Prompt A: Using the abstract below on the insufflator/exsufflator technique, explain in one to three sentences why patients with neuromuscular disease have an increased risk of chest infections.
Prompt B: In the abstract below on the insufflator/exsufflator technique, what was the age range of the subjects?
Prompt C: List every lung function test that the abstract below on the insufflator/exsufflator technique says the subjects performed before and after the physiotherapy session.

-------- Excerpt provided --------

Changes in ventilation distribution in children with neuromuscular disease using the insufflator/exsufflator technique: an observational study.

Patients with neuromuscular disease often suffer from weak and ineffective cough resulting in mucus retention and increased risk for chest infections. Different airway clearance techniques have been proposed, one of them being the insufflator/exsufflator technique. So far, the immediate physiological effects of the insufflator/exsufflator technique on ventilation distribution and lung volumes are not known. We aimed to describe the immediate effects of the insufflator/exsufflator technique on different lung volumes, forced flows and ventilation distribution. Eight subjects (age 5.8-15.2 years) performed lung function tests including spirometry, multiple breath washout and electrical impedance tomography before and after a regular a chest physiotherapy session with an insufflator/exsufflator device. Forced lung volumes and flows as well as parameters of ventilation distribution derived from multiple breath washout and electrical impedance tomography were compared to assess the short-term effect of the therapy. In this small group of stable paediatric subjects with neuromuscular disease we could not demonstrate any short-term effects of insufflation/exsufflation manoeuvres on lung volumes, expiratory flows and ventilation distribution. With the currently used protocol of the insufflation/exsufflation manoeuvre, we cannot demonstrate any immediate changes in lung function.

-------- Stored data --------

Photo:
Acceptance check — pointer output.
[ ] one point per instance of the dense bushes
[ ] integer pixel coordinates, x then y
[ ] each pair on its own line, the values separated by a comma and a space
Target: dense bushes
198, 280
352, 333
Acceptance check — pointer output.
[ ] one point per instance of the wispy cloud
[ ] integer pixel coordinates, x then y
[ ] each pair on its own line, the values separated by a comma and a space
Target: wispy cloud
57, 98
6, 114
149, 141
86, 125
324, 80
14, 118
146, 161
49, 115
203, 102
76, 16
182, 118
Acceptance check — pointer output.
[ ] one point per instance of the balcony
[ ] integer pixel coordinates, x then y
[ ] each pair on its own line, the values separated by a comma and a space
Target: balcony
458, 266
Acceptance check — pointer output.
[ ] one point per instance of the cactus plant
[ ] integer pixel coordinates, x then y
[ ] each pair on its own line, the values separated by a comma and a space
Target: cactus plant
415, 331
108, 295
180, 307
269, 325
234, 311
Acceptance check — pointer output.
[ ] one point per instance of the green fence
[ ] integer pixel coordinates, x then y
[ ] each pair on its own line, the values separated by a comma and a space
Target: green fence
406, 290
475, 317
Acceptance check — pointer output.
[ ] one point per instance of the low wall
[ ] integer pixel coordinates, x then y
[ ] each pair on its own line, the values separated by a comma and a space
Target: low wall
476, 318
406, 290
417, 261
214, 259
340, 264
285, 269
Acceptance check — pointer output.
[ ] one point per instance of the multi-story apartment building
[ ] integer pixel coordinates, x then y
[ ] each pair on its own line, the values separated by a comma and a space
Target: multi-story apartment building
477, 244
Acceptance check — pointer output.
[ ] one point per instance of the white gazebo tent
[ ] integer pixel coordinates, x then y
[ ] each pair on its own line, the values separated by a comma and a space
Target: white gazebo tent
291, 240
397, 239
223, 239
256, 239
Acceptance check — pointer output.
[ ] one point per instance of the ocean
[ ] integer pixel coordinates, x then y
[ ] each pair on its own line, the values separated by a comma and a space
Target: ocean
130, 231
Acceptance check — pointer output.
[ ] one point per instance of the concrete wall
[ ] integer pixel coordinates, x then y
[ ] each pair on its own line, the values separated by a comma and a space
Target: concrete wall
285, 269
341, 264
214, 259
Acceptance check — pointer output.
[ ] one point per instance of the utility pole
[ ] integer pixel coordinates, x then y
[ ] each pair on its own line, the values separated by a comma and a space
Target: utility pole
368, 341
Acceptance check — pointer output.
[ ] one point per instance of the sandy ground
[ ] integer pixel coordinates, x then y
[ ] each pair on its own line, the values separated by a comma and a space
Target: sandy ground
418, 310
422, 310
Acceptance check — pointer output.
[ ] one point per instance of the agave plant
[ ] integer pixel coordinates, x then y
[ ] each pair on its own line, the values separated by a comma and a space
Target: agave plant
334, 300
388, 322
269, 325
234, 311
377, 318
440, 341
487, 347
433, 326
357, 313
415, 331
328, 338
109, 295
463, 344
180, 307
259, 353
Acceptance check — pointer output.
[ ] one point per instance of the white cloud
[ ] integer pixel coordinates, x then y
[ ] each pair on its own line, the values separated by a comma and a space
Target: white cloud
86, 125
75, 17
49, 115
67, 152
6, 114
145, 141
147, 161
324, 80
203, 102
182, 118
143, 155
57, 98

--------

Task output A: These patients often have a weak and ineffective cough. Such a cough leads to mucus retention, which raises their risk for chest infections.

Task output B: The subjects were 5.8 to 15.2 years old.

Task output C:
- Spirometry
- Multiple breath washout
- Electrical impedance tomography